Dataset entries below:
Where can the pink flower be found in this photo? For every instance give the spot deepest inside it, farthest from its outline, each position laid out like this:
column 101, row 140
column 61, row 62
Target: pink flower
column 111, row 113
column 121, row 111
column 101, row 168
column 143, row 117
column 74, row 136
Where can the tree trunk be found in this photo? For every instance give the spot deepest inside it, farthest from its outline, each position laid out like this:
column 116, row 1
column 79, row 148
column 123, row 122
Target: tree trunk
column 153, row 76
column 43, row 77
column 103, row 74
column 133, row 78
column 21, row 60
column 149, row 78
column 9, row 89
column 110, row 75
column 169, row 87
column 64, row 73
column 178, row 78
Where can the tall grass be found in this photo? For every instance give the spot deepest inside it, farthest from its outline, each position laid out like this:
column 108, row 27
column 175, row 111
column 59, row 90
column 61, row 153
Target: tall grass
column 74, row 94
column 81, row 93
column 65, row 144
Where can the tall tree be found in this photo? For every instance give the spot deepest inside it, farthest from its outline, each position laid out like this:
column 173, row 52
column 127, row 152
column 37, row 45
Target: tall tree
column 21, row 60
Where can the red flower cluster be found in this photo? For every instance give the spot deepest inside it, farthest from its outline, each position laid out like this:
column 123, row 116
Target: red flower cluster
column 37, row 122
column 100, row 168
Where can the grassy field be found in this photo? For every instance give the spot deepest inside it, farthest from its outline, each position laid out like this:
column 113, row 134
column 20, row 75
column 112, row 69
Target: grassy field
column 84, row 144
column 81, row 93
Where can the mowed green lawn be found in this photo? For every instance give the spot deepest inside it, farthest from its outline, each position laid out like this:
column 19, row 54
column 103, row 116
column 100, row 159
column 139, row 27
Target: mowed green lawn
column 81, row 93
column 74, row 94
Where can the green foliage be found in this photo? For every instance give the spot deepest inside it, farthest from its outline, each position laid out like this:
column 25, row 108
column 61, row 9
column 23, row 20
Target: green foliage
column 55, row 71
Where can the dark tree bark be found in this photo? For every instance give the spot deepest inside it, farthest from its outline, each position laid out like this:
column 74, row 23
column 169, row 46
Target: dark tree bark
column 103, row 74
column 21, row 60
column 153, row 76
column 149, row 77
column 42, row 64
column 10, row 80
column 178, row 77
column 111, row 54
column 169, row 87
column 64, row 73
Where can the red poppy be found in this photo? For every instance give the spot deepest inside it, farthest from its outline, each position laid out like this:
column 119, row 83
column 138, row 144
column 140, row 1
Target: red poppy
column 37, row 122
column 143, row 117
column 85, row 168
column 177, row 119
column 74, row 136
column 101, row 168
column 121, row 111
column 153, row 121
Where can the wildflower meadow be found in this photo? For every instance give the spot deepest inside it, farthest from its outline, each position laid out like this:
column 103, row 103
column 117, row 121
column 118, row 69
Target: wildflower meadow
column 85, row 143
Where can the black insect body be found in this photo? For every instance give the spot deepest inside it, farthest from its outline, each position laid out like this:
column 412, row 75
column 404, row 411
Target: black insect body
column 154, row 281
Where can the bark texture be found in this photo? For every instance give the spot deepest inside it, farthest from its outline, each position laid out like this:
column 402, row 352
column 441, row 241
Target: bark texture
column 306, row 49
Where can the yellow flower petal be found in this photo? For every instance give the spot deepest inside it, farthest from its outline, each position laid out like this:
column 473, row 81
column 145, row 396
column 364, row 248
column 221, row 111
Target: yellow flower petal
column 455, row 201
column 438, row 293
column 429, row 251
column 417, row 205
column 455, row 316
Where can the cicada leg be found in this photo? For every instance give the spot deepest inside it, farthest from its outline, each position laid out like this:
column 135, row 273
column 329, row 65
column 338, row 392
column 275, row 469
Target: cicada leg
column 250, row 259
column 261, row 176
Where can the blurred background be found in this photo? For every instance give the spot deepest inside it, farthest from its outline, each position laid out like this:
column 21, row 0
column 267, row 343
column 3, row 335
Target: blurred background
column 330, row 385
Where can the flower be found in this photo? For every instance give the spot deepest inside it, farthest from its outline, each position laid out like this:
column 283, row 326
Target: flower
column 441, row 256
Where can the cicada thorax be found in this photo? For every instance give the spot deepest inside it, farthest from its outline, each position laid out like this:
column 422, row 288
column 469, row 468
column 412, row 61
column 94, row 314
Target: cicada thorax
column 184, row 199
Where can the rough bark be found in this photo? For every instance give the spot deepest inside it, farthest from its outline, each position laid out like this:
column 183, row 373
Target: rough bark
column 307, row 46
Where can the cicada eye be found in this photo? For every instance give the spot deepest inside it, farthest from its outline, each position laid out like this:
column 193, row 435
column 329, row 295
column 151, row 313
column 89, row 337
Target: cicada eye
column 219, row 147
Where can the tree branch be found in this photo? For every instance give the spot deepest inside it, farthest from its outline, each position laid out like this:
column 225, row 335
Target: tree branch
End of Dataset entries.
Dataset entries below:
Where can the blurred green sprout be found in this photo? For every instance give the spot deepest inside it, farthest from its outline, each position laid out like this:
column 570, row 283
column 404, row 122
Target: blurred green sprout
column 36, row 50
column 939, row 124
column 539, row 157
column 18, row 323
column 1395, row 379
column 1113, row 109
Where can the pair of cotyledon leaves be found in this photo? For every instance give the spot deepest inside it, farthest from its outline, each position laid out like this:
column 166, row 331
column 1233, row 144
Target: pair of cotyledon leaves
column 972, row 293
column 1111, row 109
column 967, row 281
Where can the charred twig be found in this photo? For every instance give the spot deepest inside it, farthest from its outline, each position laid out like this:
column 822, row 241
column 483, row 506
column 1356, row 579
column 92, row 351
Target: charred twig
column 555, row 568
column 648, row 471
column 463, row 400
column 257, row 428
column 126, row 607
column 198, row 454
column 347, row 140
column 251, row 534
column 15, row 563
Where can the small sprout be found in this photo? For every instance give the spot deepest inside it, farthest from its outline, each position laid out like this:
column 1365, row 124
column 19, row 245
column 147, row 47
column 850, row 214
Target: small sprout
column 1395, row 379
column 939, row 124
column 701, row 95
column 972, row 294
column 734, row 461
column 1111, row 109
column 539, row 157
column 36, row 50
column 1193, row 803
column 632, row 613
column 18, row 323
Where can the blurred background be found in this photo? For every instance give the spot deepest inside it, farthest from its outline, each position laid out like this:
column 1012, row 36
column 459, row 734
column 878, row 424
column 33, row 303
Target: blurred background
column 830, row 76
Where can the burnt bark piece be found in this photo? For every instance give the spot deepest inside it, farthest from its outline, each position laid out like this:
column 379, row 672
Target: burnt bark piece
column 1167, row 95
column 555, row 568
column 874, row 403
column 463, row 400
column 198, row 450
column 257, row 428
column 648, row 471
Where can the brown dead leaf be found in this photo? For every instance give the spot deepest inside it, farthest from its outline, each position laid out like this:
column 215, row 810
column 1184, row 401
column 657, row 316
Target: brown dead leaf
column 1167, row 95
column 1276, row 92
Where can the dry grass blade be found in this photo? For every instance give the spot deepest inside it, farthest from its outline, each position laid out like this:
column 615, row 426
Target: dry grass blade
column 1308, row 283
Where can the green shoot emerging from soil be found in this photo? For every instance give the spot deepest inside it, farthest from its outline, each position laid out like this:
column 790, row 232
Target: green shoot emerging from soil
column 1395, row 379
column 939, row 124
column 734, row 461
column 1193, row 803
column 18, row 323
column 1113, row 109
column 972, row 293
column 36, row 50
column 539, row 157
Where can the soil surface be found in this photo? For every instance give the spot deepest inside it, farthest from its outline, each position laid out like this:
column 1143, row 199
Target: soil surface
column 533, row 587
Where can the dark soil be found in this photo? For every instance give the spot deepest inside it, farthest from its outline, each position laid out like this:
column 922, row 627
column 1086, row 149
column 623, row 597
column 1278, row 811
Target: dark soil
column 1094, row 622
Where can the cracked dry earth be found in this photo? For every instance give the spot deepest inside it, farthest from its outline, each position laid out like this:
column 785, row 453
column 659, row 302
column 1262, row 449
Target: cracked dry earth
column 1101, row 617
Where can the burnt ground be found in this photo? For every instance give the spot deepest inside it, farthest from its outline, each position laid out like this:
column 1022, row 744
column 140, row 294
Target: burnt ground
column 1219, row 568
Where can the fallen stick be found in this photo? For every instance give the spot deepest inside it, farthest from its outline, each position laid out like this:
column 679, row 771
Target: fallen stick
End of Dataset entries.
## Task requirements
Count every line in the preceding entries where the string "branch" appears, then state only the total.

## Answer box
2